* REQUIRED WORK
Write out the data below line for line without changing anything, but leave the pictures out.
-- START RECORD EXTRACTS --
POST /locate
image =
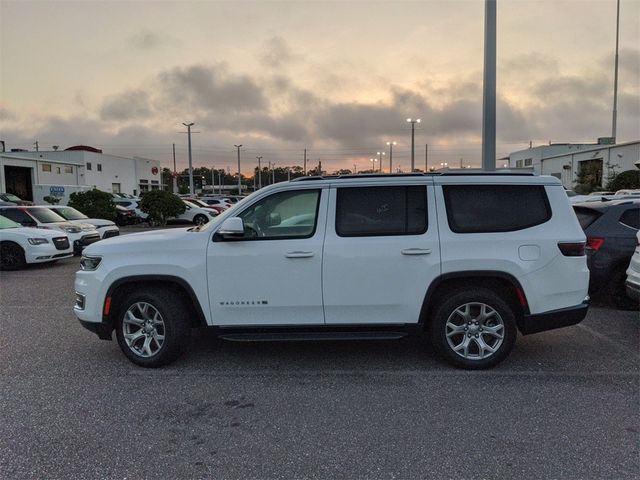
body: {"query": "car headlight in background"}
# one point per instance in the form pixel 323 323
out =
pixel 37 241
pixel 89 263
-- END RECORD EXTRACTS --
* ANSWER TO THIS EXERCISE
POST /locate
image =
body: {"query": "car headlight in background"}
# one point per instance in the form pixel 323 323
out =
pixel 37 241
pixel 89 263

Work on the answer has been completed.